▶ Work task
Restate all the entries exactly as they appear, apart from the pictures.

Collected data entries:

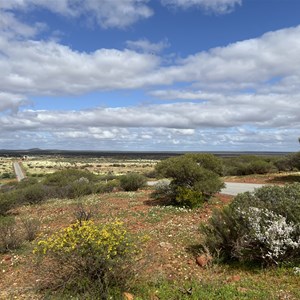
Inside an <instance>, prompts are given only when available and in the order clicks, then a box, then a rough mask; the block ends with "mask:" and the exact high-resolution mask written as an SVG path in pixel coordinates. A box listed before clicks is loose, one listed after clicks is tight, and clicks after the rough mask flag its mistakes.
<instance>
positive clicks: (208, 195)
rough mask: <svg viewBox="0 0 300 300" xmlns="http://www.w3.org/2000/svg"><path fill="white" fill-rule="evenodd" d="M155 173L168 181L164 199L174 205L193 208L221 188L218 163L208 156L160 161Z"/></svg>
mask: <svg viewBox="0 0 300 300" xmlns="http://www.w3.org/2000/svg"><path fill="white" fill-rule="evenodd" d="M156 170H157V172H158V173H159V174H160V175H161V176H164V177H167V178H171V179H172V180H171V183H170V189H171V192H169V191H168V190H167V192H168V195H166V196H170V197H171V199H170V200H171V201H173V202H174V203H175V204H179V205H182V206H188V207H196V206H199V205H201V204H202V203H203V201H205V200H208V199H209V198H210V197H211V196H212V195H213V194H214V193H216V192H218V191H220V190H221V188H222V187H223V186H224V184H223V182H222V181H221V179H220V177H219V175H218V174H219V173H220V172H221V170H222V163H221V161H220V160H219V159H218V158H217V157H214V156H213V155H210V154H207V155H206V154H186V155H183V156H179V157H172V158H169V159H166V160H163V161H161V162H160V163H158V164H157V166H156Z"/></svg>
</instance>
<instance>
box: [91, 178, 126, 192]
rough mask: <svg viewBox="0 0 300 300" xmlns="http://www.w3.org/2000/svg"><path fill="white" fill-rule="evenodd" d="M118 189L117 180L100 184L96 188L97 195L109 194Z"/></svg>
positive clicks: (109, 181)
mask: <svg viewBox="0 0 300 300" xmlns="http://www.w3.org/2000/svg"><path fill="white" fill-rule="evenodd" d="M119 188H120V181H119V180H117V179H114V180H110V181H107V182H100V183H99V184H97V186H96V192H97V193H111V192H113V191H115V190H118V189H119Z"/></svg>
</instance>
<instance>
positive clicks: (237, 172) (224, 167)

▶ Solution
Inside an <instance>, prompts are given only when available and in the order clicks, then a box, then a rough mask; the block ends with "mask:" and the exact high-resolution mask written as an SVG path in pixel coordinates. A box listed before clicks is loose, one listed after clicks is tight, and clicks after the rough mask flag its mistakes.
<instance>
positive clicks: (208, 195)
rough mask: <svg viewBox="0 0 300 300" xmlns="http://www.w3.org/2000/svg"><path fill="white" fill-rule="evenodd" d="M155 173L168 181L164 199L174 205L193 208L221 188L218 163L208 156L160 161Z"/></svg>
mask: <svg viewBox="0 0 300 300" xmlns="http://www.w3.org/2000/svg"><path fill="white" fill-rule="evenodd" d="M156 170H157V172H158V173H159V174H160V175H161V176H164V177H167V178H171V179H172V180H171V183H170V189H171V192H169V191H168V190H167V192H168V195H166V196H170V197H171V199H170V200H171V201H173V202H174V203H175V204H179V205H182V206H188V207H196V206H199V205H201V204H202V203H203V201H205V200H208V199H209V198H210V197H211V196H212V195H213V194H214V193H216V192H218V191H220V190H221V188H222V187H223V186H224V184H223V182H222V181H221V179H220V177H219V175H218V174H219V173H220V172H221V170H222V163H221V161H220V160H219V159H218V158H217V157H214V156H213V155H210V154H207V155H206V154H186V155H183V156H179V157H172V158H169V159H166V160H163V161H161V162H160V163H158V164H157V166H156Z"/></svg>
</instance>
<instance>
box: [91, 178, 126, 192]
rough mask: <svg viewBox="0 0 300 300" xmlns="http://www.w3.org/2000/svg"><path fill="white" fill-rule="evenodd" d="M118 189L117 180L100 184L96 188L97 195L109 194Z"/></svg>
positive clicks: (109, 181)
mask: <svg viewBox="0 0 300 300" xmlns="http://www.w3.org/2000/svg"><path fill="white" fill-rule="evenodd" d="M119 188H120V181H119V180H117V179H114V180H110V181H107V182H100V183H99V184H97V186H96V192H97V193H111V192H113V191H115V190H118V189H119Z"/></svg>
</instance>
<instance>
positive clicks: (237, 172) (224, 167)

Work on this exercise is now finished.